**TASK PROMPT**
Go through the listing below and gather every line with the word "green".

**GIVEN INFORMATION**

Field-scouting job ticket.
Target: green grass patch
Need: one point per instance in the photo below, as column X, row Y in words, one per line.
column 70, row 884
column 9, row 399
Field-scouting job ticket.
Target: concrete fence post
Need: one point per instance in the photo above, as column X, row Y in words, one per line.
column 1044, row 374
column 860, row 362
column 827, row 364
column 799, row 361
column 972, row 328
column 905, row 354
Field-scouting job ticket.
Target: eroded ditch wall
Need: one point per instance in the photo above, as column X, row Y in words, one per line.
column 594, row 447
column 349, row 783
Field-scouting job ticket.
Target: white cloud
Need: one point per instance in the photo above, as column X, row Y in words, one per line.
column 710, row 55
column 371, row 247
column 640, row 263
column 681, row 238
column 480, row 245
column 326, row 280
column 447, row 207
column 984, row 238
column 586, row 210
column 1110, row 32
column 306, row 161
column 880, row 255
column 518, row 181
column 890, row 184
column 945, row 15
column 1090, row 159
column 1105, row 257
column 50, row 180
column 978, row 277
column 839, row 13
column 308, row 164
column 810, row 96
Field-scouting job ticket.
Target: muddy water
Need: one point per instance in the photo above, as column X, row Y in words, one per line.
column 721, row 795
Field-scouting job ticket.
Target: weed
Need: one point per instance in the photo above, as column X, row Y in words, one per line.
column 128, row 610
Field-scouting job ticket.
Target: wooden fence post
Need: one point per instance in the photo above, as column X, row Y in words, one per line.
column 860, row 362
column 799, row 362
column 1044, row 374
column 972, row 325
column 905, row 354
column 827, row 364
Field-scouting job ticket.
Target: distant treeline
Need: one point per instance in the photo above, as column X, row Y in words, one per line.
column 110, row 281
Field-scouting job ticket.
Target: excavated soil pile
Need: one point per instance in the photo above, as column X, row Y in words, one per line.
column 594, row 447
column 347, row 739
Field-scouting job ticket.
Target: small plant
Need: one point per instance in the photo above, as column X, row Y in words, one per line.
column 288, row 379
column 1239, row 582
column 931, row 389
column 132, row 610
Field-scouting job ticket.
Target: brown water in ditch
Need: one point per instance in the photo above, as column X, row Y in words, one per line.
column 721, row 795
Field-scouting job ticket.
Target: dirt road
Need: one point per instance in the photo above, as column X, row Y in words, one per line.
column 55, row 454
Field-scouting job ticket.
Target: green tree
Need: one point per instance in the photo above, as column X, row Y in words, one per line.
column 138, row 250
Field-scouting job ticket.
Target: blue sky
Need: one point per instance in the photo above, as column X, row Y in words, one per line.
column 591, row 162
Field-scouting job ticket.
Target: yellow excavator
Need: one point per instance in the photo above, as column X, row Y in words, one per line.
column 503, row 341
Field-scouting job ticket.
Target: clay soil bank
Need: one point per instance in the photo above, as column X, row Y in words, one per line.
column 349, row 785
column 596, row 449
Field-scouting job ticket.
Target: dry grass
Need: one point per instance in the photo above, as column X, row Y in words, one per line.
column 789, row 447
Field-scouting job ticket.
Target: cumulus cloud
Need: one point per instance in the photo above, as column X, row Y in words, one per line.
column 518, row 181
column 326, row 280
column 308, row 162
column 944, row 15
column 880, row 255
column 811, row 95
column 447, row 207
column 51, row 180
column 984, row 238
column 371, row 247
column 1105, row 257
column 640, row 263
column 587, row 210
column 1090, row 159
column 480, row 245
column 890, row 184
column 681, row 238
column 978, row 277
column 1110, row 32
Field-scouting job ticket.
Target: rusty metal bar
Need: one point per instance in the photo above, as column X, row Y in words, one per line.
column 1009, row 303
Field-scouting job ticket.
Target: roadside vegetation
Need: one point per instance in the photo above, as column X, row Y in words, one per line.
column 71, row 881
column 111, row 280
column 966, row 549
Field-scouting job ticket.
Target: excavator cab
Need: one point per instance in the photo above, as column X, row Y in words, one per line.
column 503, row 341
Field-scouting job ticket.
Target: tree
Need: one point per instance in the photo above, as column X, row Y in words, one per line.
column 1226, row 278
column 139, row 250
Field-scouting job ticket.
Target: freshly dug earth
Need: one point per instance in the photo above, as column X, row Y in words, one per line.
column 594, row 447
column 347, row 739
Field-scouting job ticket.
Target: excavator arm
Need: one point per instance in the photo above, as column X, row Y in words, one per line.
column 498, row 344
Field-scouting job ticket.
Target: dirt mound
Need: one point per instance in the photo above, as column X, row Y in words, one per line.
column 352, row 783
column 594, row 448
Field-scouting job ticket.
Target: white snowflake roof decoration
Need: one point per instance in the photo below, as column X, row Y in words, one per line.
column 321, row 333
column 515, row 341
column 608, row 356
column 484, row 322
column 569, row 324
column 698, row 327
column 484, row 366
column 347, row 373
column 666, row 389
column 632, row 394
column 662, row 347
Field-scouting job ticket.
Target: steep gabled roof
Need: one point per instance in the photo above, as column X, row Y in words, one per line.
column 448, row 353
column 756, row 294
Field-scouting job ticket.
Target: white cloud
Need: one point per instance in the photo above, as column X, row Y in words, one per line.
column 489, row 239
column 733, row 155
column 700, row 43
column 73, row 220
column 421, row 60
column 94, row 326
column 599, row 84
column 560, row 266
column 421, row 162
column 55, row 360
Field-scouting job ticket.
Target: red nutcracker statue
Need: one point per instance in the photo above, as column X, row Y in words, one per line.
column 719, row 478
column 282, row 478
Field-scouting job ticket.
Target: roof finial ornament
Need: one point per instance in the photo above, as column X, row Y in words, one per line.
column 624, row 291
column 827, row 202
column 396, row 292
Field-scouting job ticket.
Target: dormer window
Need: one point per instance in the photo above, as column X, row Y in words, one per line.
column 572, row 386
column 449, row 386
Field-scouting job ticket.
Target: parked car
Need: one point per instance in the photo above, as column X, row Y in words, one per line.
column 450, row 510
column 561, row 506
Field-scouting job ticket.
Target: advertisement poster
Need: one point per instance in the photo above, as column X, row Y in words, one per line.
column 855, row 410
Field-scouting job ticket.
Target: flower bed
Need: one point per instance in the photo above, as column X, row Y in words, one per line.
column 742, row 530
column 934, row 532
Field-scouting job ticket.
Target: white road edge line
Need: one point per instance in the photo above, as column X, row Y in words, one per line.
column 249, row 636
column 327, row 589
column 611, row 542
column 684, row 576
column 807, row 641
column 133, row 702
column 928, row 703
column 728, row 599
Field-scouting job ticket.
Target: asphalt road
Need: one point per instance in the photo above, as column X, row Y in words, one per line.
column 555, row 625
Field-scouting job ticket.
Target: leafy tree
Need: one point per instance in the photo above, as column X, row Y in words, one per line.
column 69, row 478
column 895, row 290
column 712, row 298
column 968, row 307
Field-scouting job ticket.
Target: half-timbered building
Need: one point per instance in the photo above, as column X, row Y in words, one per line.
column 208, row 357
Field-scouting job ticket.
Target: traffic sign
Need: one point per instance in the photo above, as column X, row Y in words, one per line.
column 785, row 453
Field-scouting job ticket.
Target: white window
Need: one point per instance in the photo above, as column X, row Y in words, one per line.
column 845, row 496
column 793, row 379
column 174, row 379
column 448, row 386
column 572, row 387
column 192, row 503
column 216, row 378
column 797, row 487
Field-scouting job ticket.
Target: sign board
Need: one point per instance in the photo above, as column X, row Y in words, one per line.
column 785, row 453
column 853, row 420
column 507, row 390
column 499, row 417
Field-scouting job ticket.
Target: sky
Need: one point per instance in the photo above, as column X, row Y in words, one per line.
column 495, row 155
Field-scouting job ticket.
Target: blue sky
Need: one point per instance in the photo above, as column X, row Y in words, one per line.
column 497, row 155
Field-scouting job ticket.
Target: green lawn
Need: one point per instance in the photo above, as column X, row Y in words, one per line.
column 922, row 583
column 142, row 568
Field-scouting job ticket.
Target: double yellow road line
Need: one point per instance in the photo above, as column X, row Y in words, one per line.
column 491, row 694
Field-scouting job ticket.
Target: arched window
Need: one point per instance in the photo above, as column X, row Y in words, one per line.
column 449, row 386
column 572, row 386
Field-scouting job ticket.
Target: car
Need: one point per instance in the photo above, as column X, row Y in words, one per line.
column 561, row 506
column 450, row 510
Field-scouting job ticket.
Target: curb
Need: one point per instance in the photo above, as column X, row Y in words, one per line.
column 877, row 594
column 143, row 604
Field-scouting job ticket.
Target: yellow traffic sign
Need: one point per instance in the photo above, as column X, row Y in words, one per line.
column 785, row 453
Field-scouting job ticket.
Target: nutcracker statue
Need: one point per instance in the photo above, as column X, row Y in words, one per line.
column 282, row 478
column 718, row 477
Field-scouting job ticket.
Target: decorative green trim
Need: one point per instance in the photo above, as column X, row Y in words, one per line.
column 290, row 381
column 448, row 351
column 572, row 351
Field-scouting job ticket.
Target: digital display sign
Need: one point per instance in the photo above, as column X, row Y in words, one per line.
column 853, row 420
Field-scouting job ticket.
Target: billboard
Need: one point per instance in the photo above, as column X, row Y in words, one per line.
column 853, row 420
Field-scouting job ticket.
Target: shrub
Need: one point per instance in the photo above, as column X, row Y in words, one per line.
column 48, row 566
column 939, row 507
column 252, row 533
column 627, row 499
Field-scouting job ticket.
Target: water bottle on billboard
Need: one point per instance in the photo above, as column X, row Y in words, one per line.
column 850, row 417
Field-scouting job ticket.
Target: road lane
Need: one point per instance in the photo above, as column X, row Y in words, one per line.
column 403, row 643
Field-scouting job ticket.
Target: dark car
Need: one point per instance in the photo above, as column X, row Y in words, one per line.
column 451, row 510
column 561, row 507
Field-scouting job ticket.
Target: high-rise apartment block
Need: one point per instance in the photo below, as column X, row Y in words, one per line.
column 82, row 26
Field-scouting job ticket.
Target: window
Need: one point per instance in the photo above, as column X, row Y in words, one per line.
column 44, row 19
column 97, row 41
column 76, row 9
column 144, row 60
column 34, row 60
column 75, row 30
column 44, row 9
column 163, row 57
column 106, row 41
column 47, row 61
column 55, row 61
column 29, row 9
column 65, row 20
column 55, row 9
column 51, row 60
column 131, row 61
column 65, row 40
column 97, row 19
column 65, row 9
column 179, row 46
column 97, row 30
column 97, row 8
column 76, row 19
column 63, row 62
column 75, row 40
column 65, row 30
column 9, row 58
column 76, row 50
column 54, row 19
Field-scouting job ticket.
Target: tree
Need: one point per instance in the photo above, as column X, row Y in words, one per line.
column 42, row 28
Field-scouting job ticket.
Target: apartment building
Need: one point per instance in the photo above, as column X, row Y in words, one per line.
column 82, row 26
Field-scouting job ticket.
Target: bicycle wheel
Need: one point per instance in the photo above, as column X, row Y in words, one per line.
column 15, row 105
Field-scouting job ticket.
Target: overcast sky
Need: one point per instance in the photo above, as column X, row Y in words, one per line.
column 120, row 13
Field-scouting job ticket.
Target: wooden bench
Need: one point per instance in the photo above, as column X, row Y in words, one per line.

**EXERCISE OUTPUT**
Target: green grass patch
Target: green tree
Target: green lawn
Target: decorative green trim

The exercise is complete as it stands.